Hilfe findet der frustrierte Fußball-Fan auf den Webseiten des britischen Radiosenders BBC 5live. Dort befindet sich nämlich Glovers Automated Results Indicator, ein Indikator, der auf der Basis eines neuen statistischen Modells Vorhersagen über den Ausgang der Weltmeisterschaft macht. Diese reichen von Prognosen über den Ausgang einzelner Spiele bis zu der Vorhersage, welche Mannschaft die einzelnen Runden des Turniers überstehen wird.

Entwickelt wurde das Modell von Henry Stott, einem Mathematiker an der University of Warwick. Das Besondere an seinem Modell ist, dass es neben statistischen Analysen und Computersimulationen auch menschliche Intuition mit einbezieht. Die Analysen basieren auf Statistiken der Fifa und den Leistungen der Mannschaften in den Qualifikationsspielen. Berücksichtigt wird dabei auch die Neigung der einzelnen Teams zu "unberechenbarem“ Verhalten. Die menschliche Intuition wurde in Form von Wettquoten britischer Buchmacher, welche die kumulierte Meinung der Glücksspieler zu den Stärken und Schwächen der Mannschaften wiedergeben, in die Berechnungen aufgenommen. Auf der Basis der berechneten Stärken und Schwächen ließ Stott die Teams in virtuellen Spielen gegeneinander antreten. So kann durch die Simulation des ganzen Turniers die Mannschaft mit den besten Chancen auf den Weltmeistertitel ermittelt werden. Gleichzeitig entstanden durch die Simulation Prognosen für jedes einzelne Vorrundenspiel.

Weltmeister wird mit einer Wahrscheinlichkeit von 16% Argentinien, glaubt man den Berechnungen. Gute Chancen hat auch die bei den Buchmachern unterbewertete brasilianische Mannschaft mit 11%. Die geringsten Chancen auf den Titelgewinn hat die Mannschaft der Volksrepublik China (0,3%). Deutschland soll als Gruppenerster ins Achtelfinale einziehen (53 Prozent) und hat ebenso wie Italien eine Gewinnchance von immerhin 9 Prozent. Von Dauer sind diese Werte allerdings nicht. Die Prognosen werden auf der Basis bisheriger Ergebnisse ständig aktualisiert. Wer meint, die Ergebnisse besser vorhersagen zu können, kann auf der Webseite von BBC "5live“ auch eigene Tipps abgeben. Aber zumindest die chinesische Fußballmannschaft scheint die Einschätzung von Henry Stotts Berechnungen zu teilen. Sie haben ihre Fans in einem offenen Brief bereits vor der Weltmeisterschaft darum gebeten, nicht allzu hohe Ansprüche an ihre Mannschaft zu stellen.

● ● ● ● ● ● ●

Aufgaben:
1 > Schreiben Sie aus dem Textauszug über die WM-Prognose den Abschnitt ab, der bei den Worten „Hilfe findet der“ beginnt und nach den Worten „Turniers überstehen wird.“ endet.
2 > Welche Mannschaft hat laut dem Textauszug über die WM-Prognose die geringsten Chancen auf den Titelgewinn?
3 > Führen Sie den Textauszug über die WM-Prognose im Anschluss an seinen letzten Satz fort.
Für die Bearbeitung sind die Einträge ohne Belang.

● ● ● ● ● ● ●

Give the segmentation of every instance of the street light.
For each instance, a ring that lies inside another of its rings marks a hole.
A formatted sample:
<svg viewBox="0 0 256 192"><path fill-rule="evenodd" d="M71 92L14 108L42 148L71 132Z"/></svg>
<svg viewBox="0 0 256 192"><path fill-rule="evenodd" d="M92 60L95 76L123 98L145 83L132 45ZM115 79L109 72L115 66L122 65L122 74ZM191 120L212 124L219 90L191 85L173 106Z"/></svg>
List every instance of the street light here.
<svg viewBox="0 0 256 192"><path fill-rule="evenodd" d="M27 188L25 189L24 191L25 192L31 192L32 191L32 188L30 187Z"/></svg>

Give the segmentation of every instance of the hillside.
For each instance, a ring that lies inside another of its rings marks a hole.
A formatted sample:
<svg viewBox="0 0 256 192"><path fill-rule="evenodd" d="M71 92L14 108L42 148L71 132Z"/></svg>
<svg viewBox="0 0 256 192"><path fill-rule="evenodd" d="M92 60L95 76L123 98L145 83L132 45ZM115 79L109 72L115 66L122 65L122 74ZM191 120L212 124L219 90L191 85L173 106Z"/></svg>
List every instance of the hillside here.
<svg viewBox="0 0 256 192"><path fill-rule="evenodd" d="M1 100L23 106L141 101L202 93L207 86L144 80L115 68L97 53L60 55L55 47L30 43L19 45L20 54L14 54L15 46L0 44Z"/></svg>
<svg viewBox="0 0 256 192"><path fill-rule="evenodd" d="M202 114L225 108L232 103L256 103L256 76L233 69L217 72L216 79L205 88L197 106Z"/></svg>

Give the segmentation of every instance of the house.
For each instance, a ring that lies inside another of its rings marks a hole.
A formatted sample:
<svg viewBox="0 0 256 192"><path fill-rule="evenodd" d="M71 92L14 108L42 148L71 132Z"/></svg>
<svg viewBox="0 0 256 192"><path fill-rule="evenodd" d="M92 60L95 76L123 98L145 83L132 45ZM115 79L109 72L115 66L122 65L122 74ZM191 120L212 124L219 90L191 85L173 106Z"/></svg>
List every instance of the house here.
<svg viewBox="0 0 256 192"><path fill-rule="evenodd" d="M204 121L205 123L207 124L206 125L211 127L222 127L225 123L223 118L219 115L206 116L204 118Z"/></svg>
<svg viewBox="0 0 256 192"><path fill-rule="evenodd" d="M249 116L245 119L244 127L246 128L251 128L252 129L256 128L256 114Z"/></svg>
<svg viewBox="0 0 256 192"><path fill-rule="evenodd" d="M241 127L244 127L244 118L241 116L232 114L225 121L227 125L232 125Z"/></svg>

● ● ● ● ● ● ●

Lösungen:
1 >
Hilfe findet der frustrierte Fußball-Fan auf den Webseiten des britischen Radiosenders BBC 5live. Dort befindet sich nämlich Glovers Automated Results Indicator, ein Indikator, der auf der Basis eines neuen statistischen Modells Vorhersagen über den Ausgang der Weltmeisterschaft macht. Diese reichen von Prognosen über den Ausgang einzelner Spiele bis zu der Vorhersage, welche Mannschaft die einzelnen Runden des Turniers überstehen wird.

2 > Die Mannschaft der Volksrepublik China (0,3 Prozent).

3 >
Wie gut der Ausgang einer Weltmeisterschaft vorherzusagen ist, interessiert auch Statistiker und Sportwissenschaftler an der Universität von Ulster. Dort hat man eine Simulation entwickelt, die ebenfalls auf den Statistiken der Fifa beruht. Es wurden aber auch sportwissenschaftliche Erkenntnisse über die von den Athleten für Höchstleistungen benötigten Ruhezeiten berücksichtigt. So wurden die Entfernungen, die zwischen den Spielorten in Süd-Korea und Japan zurückgelegt werden müssen, und die Ruhezeiten zwischen den Spielen mit in die Berechnungen aufgenommen. Das Resultat der Simulation: Brasilien wird im Endspiel gegen Italien als Sieger hervorgehen.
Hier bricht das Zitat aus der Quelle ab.